■ **Goal A**
In the running-median thread, what number does the first post suggest starting the single-variable estimate at?
■ **Goal B**
Reproduce word for word the stretch of the running-median thread from "Near as I can" through "(it's not identical).".

Find running median from a stream of integers

dude_abides · on May 21, 2012

Here is a clever algorithm to find the median of a stream of integers by using just one variable:

The idea is to maintain a floating median. Start with an arbitrary number, say 0. If the incoming number is greater than the estimate, num += 1, else num -= 1.

It is easy to prove that for a large enough stream, assuming the stream is drawn from iid samples, this would converge to the median, by central limit theorem.

Using two variables instead of one, you could converge faster. So instead of incrementing/decrementing by one, you store how big your leap is, and have a schedule to change it.

yummyfajitas · on May 22, 2012

It is easy to prove that for a large enough stream, assuming the stream is drawn from iid samples, this would converge to the median, by central limit theorem.

I'm not sure what proof you have in mind, but I don't think using the word "converge" is correct.

Near as I can tell, your algorithm is x[n+1]= x[n] + sign(sample[n]-x[n]).

If you are applying the c.l.t. to sign(sample[n]-x[n]), all this says is that your algorithm will output a gaussian random variable with mean=median(samples), but sigma=sqrt(n). But maybe that isn't the proof you were thinking of?

[edit: also, the clt doesn't apply to sign(sample[n]-x[n]), since that isn't an i.i.d. sequence of random variables (it's not identical).

One possible proof I thought of: consider probability vectors of the form p[n] = [P(x[n] = 1), P(x[n] = 2), ...]. You can write the evolution of the probability vectors as matrix problem, p[n+1]=A p[n]. I'll bet you can break A = Projection onto median + remainder and show the remainder has norm less than 1. Just a guess, but I think it might work.]

tel · on May 22, 2012

Yeah, this is more Martingale territory than clt. I wrote a proof below that gives a limited Martingale property of the process, but I don't know enough further theory to continue. (slash I'm lazy and have better things to do)

sesqu · on May 22, 2012

It's worth stressing that while the c.l.t. gives a reasonable justification to using that algorithm for the mean, that justification does not extend to the median, which can diverge from the mean by as much as range/2. You'd need to be able to assume something like a connected set.

bjornsing · on May 21, 2012

> It is easy to prove that...

Reminds me of a similar comment in the margin of a old book: http://en.wikipedia.org/wiki/Fermats_Last_Theorem. :)

But it does sound both plausible and brilliant. How do you prove it (in broad terms)?

tel · on May 22, 2012

I can't think of an easy proof but it is clear that such a sequence of estimators, {V_n}, has the median as a fixed point in the following sense.

Assume V_(n-1) = median(X) for the data stream X_n. Now we have

    E[V_n | V_(n-1)] = V_(n-1) + E[signum(V_(n-1) - X_n)]

but by the definition of the median, the right hand side expectation is 0, so the random process is fixed in expectation.

Proving it'll converge to that value would be harder, though. It'll probably depend on the data being much larger than the step size (which is 1).

■ **Given entries**
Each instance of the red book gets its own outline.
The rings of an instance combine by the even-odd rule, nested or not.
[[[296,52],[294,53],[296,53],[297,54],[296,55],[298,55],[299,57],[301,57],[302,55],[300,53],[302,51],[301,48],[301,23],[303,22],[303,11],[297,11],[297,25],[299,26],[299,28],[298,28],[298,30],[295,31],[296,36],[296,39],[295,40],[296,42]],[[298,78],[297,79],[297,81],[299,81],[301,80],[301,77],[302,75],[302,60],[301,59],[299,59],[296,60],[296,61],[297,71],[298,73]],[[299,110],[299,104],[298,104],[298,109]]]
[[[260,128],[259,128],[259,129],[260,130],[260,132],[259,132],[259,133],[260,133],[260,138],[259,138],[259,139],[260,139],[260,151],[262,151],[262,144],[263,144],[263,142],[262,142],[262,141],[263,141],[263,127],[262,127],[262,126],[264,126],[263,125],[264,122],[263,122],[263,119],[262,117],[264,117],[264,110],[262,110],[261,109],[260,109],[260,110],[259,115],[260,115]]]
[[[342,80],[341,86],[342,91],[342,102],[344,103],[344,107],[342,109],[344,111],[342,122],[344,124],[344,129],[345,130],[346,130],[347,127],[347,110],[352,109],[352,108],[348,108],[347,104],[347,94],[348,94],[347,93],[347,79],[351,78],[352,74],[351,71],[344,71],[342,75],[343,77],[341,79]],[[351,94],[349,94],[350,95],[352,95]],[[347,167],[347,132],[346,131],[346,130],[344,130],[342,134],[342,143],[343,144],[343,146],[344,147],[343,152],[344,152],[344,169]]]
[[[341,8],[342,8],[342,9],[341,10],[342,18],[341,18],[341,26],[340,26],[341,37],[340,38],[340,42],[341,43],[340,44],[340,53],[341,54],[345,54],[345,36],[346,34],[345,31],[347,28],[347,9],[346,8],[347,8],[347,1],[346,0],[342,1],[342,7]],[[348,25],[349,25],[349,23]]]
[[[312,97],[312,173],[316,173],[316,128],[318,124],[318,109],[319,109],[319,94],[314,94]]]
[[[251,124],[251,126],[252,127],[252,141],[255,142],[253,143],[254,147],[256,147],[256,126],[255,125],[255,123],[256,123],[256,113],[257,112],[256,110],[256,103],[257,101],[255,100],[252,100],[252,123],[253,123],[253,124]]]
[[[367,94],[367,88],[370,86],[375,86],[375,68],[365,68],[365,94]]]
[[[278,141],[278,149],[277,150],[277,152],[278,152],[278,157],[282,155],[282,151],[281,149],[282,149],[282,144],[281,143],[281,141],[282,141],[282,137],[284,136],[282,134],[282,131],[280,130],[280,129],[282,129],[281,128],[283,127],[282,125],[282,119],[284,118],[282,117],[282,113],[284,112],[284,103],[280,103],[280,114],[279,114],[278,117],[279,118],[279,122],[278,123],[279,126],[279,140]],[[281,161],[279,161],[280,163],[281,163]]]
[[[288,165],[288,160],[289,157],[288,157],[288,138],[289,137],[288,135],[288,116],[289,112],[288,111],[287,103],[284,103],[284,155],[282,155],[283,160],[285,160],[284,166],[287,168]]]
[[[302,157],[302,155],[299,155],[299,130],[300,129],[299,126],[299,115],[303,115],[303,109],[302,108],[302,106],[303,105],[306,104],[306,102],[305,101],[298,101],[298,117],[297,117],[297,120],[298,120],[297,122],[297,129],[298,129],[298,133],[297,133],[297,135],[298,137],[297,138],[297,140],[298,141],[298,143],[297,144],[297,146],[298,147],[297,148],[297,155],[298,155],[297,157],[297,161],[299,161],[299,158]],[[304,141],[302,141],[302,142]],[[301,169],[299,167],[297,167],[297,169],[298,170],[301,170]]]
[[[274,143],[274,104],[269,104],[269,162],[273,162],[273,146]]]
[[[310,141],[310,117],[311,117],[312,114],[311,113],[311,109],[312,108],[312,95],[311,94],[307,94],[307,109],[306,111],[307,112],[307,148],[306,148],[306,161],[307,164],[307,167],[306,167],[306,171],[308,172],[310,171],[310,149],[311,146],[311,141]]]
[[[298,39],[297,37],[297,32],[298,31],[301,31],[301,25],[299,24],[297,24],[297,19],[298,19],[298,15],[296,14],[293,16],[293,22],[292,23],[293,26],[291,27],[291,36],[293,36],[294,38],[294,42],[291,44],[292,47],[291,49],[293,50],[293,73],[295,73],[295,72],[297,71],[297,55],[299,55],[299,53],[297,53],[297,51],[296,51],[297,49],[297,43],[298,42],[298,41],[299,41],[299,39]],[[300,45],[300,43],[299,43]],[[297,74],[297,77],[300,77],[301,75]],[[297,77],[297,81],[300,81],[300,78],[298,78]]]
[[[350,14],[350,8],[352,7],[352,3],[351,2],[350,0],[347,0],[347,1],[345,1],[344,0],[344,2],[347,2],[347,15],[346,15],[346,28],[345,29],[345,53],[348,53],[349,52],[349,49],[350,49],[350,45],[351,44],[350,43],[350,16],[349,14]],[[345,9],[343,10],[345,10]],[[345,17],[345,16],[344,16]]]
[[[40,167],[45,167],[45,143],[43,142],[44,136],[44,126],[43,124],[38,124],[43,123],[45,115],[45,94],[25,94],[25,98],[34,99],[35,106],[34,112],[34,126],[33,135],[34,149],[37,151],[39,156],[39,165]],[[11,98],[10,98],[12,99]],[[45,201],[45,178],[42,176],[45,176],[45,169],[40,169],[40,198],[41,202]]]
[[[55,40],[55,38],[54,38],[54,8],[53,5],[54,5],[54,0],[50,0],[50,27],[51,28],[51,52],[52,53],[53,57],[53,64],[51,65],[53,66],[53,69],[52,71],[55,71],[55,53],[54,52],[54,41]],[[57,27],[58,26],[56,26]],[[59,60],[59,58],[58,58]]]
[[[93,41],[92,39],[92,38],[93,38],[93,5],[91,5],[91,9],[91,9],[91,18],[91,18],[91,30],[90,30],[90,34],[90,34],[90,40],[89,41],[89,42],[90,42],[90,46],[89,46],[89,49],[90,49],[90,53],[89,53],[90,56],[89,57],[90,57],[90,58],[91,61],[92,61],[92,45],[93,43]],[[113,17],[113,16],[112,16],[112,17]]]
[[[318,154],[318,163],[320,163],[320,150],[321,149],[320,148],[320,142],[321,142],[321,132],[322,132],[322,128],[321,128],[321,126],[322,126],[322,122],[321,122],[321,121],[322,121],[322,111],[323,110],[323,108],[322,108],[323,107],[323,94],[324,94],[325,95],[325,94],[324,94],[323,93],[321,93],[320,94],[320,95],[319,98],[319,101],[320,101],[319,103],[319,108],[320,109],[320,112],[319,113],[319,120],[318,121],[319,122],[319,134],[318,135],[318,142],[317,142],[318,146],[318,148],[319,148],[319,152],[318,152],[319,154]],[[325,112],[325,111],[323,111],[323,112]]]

■ **Correct response A**
0

■ **Correct response B**
Near as I can tell, your algorithm is x[n+1]= x[n] + sign(sample[n]-x[n]).

If you are applying the c.l.t. to sign(sample[n]-x[n]), all this says is that your algorithm will output a gaussian random variable with mean=median(samples), but sigma=sqrt(n). But maybe that isn't the proof you were thinking of?

[edit: also, the clt doesn't apply to sign(sample[n]-x[n]), since that isn't an i.i.d. sequence of random variables (it's not identical).